* [Job]: Return the records word for word. Any pictures in them are not part of the copy.

Dataset rows
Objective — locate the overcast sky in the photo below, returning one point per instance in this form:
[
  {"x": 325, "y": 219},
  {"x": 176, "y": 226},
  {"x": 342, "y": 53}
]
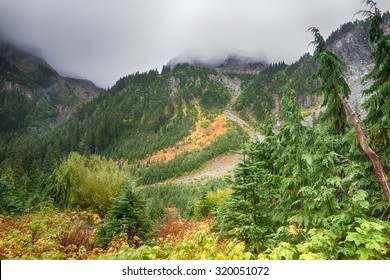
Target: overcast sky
[{"x": 103, "y": 40}]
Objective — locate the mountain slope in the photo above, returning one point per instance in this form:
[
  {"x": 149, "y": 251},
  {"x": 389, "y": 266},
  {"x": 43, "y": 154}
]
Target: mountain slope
[{"x": 33, "y": 94}]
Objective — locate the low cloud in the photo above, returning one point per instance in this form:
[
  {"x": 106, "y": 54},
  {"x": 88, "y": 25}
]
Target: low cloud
[{"x": 105, "y": 40}]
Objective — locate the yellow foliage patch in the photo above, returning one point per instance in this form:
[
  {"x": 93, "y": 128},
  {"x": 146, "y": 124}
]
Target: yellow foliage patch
[{"x": 202, "y": 137}]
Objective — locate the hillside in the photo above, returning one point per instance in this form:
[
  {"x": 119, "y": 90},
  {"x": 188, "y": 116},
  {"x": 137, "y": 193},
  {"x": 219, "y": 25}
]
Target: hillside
[
  {"x": 140, "y": 171},
  {"x": 33, "y": 94}
]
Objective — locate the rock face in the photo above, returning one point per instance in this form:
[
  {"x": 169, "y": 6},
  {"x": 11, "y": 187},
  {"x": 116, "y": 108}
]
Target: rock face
[
  {"x": 27, "y": 73},
  {"x": 354, "y": 47},
  {"x": 241, "y": 64}
]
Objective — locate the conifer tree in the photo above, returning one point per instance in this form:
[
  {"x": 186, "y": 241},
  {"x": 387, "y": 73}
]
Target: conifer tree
[
  {"x": 336, "y": 91},
  {"x": 378, "y": 103}
]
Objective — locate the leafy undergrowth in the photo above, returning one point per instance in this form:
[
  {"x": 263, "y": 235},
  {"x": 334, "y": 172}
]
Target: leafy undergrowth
[
  {"x": 62, "y": 234},
  {"x": 49, "y": 234}
]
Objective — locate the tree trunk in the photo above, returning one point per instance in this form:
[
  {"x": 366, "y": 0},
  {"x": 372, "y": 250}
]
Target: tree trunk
[{"x": 380, "y": 172}]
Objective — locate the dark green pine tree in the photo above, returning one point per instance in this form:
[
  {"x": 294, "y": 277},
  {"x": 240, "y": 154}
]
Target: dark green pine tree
[
  {"x": 378, "y": 103},
  {"x": 242, "y": 216},
  {"x": 290, "y": 165},
  {"x": 336, "y": 91}
]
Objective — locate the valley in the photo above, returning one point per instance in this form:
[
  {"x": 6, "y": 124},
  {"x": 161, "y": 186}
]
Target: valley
[{"x": 227, "y": 159}]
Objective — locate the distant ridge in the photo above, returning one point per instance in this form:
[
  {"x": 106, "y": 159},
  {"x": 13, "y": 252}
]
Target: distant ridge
[{"x": 232, "y": 63}]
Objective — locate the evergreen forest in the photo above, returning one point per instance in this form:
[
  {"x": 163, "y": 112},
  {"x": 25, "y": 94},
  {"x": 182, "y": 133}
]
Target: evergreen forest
[{"x": 105, "y": 179}]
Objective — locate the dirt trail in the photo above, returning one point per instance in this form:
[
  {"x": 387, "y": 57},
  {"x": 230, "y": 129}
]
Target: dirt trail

* [Response]:
Objective — locate the overcast sky in the photo below, returning one point per instance in this form:
[
  {"x": 325, "y": 219},
  {"x": 176, "y": 226},
  {"x": 342, "y": 53}
]
Target: overcast sky
[{"x": 103, "y": 40}]
Objective — locate the mountain slope in the photo above, returning one point per instance in this form:
[
  {"x": 149, "y": 251},
  {"x": 389, "y": 266},
  {"x": 43, "y": 154}
]
Target: mountain slope
[{"x": 33, "y": 94}]
Objective — locate the low cloud in the photo above, returning one point per instance in this form:
[
  {"x": 106, "y": 54},
  {"x": 88, "y": 25}
]
Target: low cloud
[{"x": 105, "y": 40}]
Objective — locate the yellow foliage patch in the photo above, returning one point per instance in this form:
[
  {"x": 93, "y": 128},
  {"x": 146, "y": 124}
]
Target: yellow foliage patch
[{"x": 202, "y": 137}]
Objective — locate the hillside in the photo above, returning one point per instance in this form:
[
  {"x": 119, "y": 90},
  {"x": 188, "y": 116},
  {"x": 137, "y": 193},
  {"x": 219, "y": 25}
]
Target: hillside
[
  {"x": 140, "y": 171},
  {"x": 33, "y": 94}
]
Objective — locate the rock face in the photo above, returning one point per instance in this form:
[
  {"x": 169, "y": 6},
  {"x": 11, "y": 187},
  {"x": 116, "y": 108}
]
Target: rock face
[
  {"x": 27, "y": 73},
  {"x": 354, "y": 47},
  {"x": 241, "y": 64}
]
Objective — locate the conifer tree in the photo above, returning one point per instance in this form:
[
  {"x": 186, "y": 241},
  {"x": 387, "y": 73}
]
Target: conifer tree
[
  {"x": 336, "y": 91},
  {"x": 378, "y": 103}
]
Objective — locate the leafy undergrowth in the photo above, returning one point per instance in this form:
[
  {"x": 263, "y": 235},
  {"x": 334, "y": 172}
]
Target: leafy undergrowth
[
  {"x": 62, "y": 234},
  {"x": 49, "y": 234}
]
Objective — locate the tree trunk in the photo above, returning one point per instance in this form:
[
  {"x": 366, "y": 0},
  {"x": 372, "y": 250}
]
Target: tree trunk
[{"x": 380, "y": 172}]
Objective — locate the dark green pine tree in the photo above, returning one point per instance in this form:
[
  {"x": 294, "y": 277},
  {"x": 240, "y": 154}
]
Target: dark green pine tree
[
  {"x": 378, "y": 103},
  {"x": 242, "y": 216},
  {"x": 290, "y": 165},
  {"x": 336, "y": 91}
]
Objective — locate the valley in the photo above, returning one point per instance in this form:
[
  {"x": 6, "y": 124},
  {"x": 161, "y": 186}
]
Target: valley
[{"x": 227, "y": 159}]
Objective — locate the distant ridge in the photo above, returning one point per instance in this form:
[
  {"x": 106, "y": 159},
  {"x": 13, "y": 252}
]
Target: distant ridge
[{"x": 232, "y": 63}]
Objective — locate the evergreen forest in the photo above, returning one point per instance in this form:
[
  {"x": 163, "y": 112},
  {"x": 25, "y": 94},
  {"x": 182, "y": 133}
]
Target: evergreen forest
[{"x": 105, "y": 179}]
Objective — locate the dirt trail in the photo above, returning one point per instance in this form:
[
  {"x": 387, "y": 57},
  {"x": 230, "y": 129}
]
Target: dirt trail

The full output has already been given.